■ Geciteerde passage:
++++++

Als de bewoners ook in de afgelopen eeuw langs diezelfde lat van omloop worden gelegd, is de conclusie nu nog steeds dat iedere bewoner zijn bezit zo lang als mogelijk koesterde, want het huis is de twintigste eeuw slechts drie keer van eigenaar gewisseld.
Na Boele van Hensbroek trok de familie Balkema er in met een boekhandel. Zij verhuisden kort na de Tweede Wereldoorlog naar Zuid-Afrika omdat zij ‘de Russen’ vreesden. Daarna kocht Gerke Postma het huis. Hij nam ook de boekhandel over en bouwde die uit tot een antiquariaat en kleine uitgeverij met landelijke faam. Het gezin Postma woonde boven het antiquariaat.
Scholier
Begin 2004, na de dood van Postma, betrok het echtpaar Weijer het pand. Al bij de eerste bezichtiging voelden ze een directe aandrang er hun koffers neer te zetten. Weijer vertelde in het interview in 2010 dat hij het pand al kende uit de tijd dat hij scholier was. Zijn jonge tante, die nog bij haar ouders in het Gooi woonde, werkte in die tijd bij de kliniek Geslachtsziekten van het Binnengasthuis. De jonge Guy reisde samen met haar van hun woonplaats Bussum naar Amsterdam. Zijn tante stapte dan uit bij de tramhalte Rokin en hij vervolgde zijn reis naar school in Amsterdam Zuid. Na schooltijd wachtte hij altijd in de buurt van het huis totdat de werktijd van zijn tante erop zat. Hij zat dan uren op de trap. Diezelfde stenen trap waar hij anno 2010 friet etende toeristen vriendelijk zou vragen om er geen vetvlekken op te maken.
Het huis heeft een ‘oude ziel’ zoals die ook valt te proeven in het Rembrandthuis of Ons’ Lieve Heer op Solder. Originele onderdelen uit 1610 zijn nog intact. Ook de oorspronkelijke inrichting en indeling van het huis zijn gebleven, met als uitzondering het sanitair en toevoeging van een deur in de kelder. Hoewel zelfs die deur origineel uit het pand komt.

++++++

■ Opdracht A:
Noem in volgorde alle bewoners van het huis die de tekst over het huis bij naam noemt.
■ Opdracht B:
Schrijf het vervolg van de tekst over het huis, aansluitend op de laatste zin.

■ Verzameld materiaal:
++++++

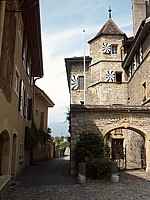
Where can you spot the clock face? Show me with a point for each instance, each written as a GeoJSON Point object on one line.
{"type": "Point", "coordinates": [74, 82]}
{"type": "Point", "coordinates": [110, 76]}
{"type": "Point", "coordinates": [106, 47]}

++++++

■ Antwoord A:
Boele van Hensbroek; de familie Balkema; Gerke Postma, met zijn gezin; het echtpaar Weijer.

■ Antwoord B:
Toen Weijer het kocht, lag het hele huis nog vol met boeken van het antiquariaat van Gerke Postma. Er stonden metershoge boekenkasten die in feite hebben gediend als een beschermlaag en waarvan de sporen nog steeds op de vloer te zien zijn.
Bestelling
Toen de Weijers zich eindelijk van de boekenkasten hadden verlost, kwam er nog een bestelling binnen uit het oosten van het land voor een zeldzaam boek, een Franse uitgave.
Het toeval wilde dat nu net dit ene boek nog ergens in een verloren hoekje bleek te liggen. Het boek werd aan de boekhandel toegestuurd met een persoonlijk briefje waarin de stomtoevallige situatie werd toegelicht. Uit het antwoord van de boekhandel bleek hoezeer ze waren geholpen met dit toch wel uitzonderlijke cadeau.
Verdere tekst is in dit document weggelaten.